Problem to solve: In the blog post below, who made snide cracks about Christie's weight during the gubernatorial campaign?

*** Passage to read Section Begins ***

Pardon the intermittent blogging: it’s getting a little nuttier here at Chez PJ with no end in sight.

Here’s a quick must-read list du jour to tide y’all over, though.

As per my I ♥ Chris Christie post earlier this week, Michael Medved on the politics of “fat” candidates.  Considering Corzine made snide cracks regarding Christie’s weight during the gubernatorial campaign, you can bet it will come up again if he runs for another (pray:  higher) office.

Massive taxes comin’ our way, do dah, do dah.  

First Navy SEAL cleared of all charges of beating an Iraqi detainee.  More here.  Best line from the NYT story:

The trial of three SEALs, the Navy’s elite special forces unit, in the abuse case has outraged many Americans who see it as coddling terrorists.

See it like it is.  Cassy Fiano:

When you throw in the fact that Al Qaeda’s own training manual tells operatives to claim torture and abuse if captured, it’s a wonder that the prosecution went forward at all. It’s an outrage that the Department of Defense would go after these three heroes, these honorable men, based on nothing but the word of the mastermind of the brutal murders of four American men. It’s beyond an outrage. I’m so excited, relieved, and happy to hear that Huertas has been cleared of all charges, but I’m still spitting mad that charges were ever brought to begin with.

*** Passage to read Section Ends ***
*** Dataset content Section Begins ***

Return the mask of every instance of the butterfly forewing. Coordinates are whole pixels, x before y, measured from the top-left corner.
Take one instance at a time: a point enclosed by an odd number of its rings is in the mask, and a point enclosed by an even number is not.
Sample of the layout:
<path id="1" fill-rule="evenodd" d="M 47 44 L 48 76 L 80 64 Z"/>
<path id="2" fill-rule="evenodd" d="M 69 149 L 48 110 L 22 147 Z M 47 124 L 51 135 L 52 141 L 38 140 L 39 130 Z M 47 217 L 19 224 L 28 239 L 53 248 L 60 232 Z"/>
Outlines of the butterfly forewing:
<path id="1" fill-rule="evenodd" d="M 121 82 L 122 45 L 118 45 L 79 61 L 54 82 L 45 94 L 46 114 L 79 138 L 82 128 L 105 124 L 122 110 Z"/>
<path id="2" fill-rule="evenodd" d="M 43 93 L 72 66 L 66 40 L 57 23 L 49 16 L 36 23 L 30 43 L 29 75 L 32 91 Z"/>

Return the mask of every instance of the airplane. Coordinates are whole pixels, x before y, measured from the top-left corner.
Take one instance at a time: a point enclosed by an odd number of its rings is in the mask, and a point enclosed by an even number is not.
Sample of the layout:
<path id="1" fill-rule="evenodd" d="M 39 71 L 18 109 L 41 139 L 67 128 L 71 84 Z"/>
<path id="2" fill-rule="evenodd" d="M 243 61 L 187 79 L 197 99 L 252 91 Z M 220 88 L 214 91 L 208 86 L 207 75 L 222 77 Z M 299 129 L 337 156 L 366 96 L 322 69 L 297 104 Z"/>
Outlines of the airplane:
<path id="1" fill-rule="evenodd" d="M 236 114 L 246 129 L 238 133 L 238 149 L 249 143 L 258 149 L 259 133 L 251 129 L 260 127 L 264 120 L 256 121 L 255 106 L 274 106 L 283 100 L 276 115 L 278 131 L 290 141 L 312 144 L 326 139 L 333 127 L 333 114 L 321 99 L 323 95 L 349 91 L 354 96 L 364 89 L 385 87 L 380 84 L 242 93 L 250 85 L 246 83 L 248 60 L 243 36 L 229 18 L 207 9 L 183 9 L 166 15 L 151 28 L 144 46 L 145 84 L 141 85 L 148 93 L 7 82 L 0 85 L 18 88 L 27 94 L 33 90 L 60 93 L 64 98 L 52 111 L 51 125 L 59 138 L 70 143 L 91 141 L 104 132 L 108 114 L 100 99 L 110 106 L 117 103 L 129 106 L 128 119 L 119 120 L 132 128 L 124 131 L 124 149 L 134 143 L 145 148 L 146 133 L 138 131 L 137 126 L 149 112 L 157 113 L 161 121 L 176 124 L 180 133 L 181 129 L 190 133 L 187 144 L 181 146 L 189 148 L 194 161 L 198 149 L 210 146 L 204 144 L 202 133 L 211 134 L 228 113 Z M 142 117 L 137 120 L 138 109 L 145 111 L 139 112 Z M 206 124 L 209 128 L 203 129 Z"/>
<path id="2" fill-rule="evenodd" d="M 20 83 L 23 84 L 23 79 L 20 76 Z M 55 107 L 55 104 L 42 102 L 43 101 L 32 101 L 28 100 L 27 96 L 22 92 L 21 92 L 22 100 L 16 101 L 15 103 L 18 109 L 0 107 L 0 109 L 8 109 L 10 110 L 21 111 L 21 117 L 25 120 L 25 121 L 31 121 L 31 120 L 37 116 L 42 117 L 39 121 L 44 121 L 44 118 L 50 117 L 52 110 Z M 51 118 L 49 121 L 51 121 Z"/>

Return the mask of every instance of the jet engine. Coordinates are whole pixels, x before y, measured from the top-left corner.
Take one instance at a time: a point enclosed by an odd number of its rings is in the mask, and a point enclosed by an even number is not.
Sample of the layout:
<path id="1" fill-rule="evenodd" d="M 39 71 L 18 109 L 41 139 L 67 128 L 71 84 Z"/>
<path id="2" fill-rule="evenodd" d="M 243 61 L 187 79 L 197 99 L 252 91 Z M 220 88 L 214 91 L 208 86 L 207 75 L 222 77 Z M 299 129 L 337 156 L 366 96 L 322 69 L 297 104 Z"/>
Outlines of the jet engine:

*** Dataset content Section Ends ***

Expected answer: Corzine